====== Document ======
Posts Tagged ‘Statistical analysis’

I’m a big fan of On/Off data, which compares a team’s point differential with a player on the court versus when he’s off the court. I’ve referenced it frequently in the past and think it’s one of the more telling reflections of a player’s value to his team in the advanced stat family.

The nice part about On/Off is that it represents what actually happened. The problem with On/Off is it ignores the reasons why it happened. And sometimes, it creates a fuzzy picture because of it.

For example, let’s suppose Kobe Bryant plays the first 40 minutes of the a game and injures his ankle with the score tied at 80. LA wins the game 98-90. The Lakers were dead even when he was in the game, and +8 with him out of the game – Bryant’s on/off would be -8.
======
- _What you will do_: Write out, word for word, the part of the passage on On/Off data that opens with the words containing "For example, let’s" and closes with "would be -8.". The records have nothing to do with the passage on On/Off data.
====== Stored data ======
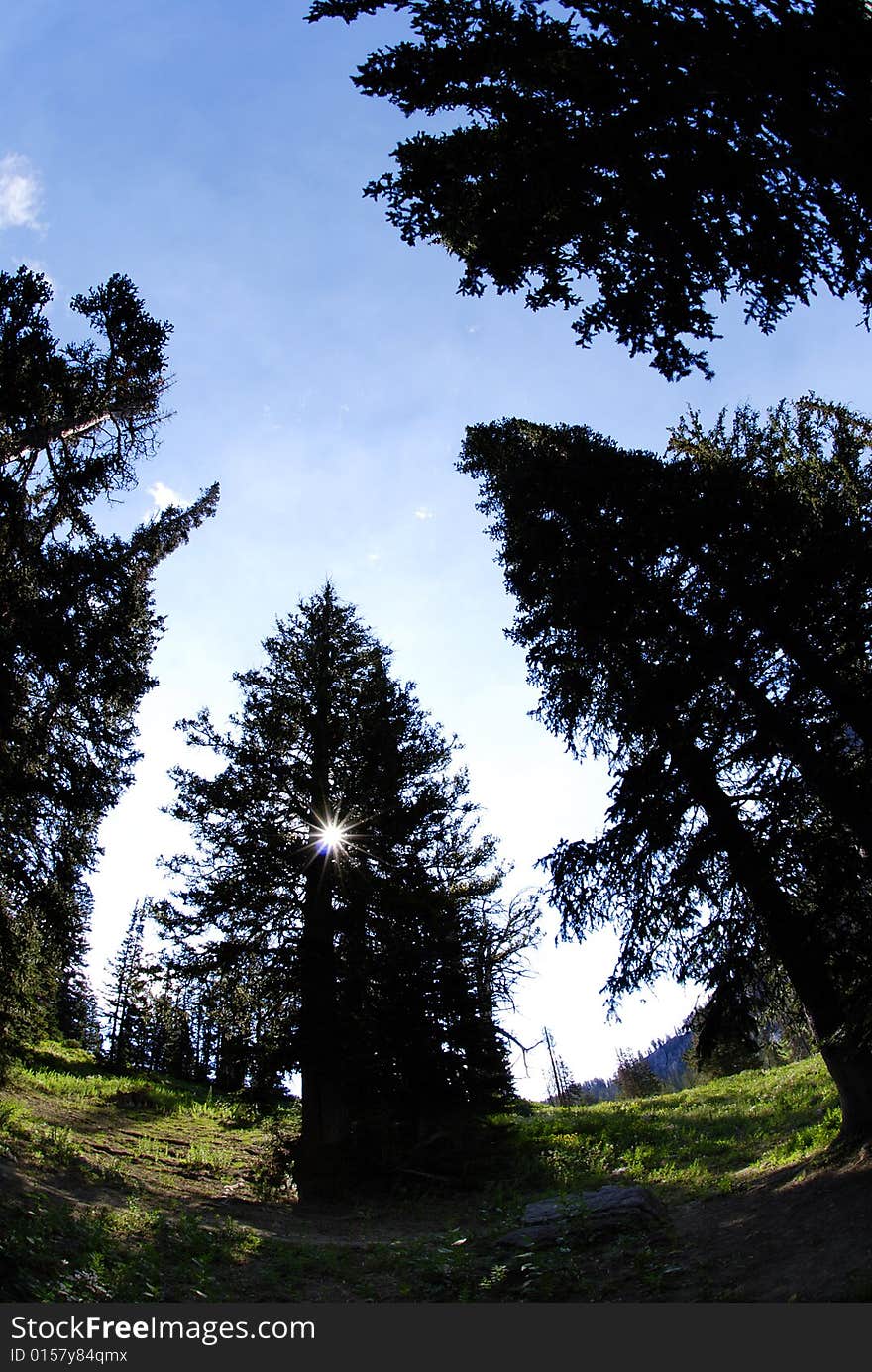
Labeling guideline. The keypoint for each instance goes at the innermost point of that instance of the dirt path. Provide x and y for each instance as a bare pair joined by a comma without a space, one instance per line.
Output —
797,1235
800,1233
======
====== Stored data ======
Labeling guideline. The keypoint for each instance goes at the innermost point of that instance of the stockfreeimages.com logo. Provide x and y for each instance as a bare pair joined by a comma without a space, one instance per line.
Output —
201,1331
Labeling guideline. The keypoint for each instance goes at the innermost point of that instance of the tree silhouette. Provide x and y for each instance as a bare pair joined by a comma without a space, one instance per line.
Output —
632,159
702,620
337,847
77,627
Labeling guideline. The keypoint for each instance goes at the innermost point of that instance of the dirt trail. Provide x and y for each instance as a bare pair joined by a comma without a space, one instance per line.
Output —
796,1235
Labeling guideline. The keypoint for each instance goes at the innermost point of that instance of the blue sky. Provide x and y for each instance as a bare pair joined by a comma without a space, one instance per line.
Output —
======
- _Expected answer_:
For example, let’s suppose Kobe Bryant plays the first 40 minutes of the a game and injures his ankle with the score tied at 80. LA wins the game 98-90. The Lakers were dead even when he was in the game, and +8 with him out of the game – Bryant’s on/off would be -8.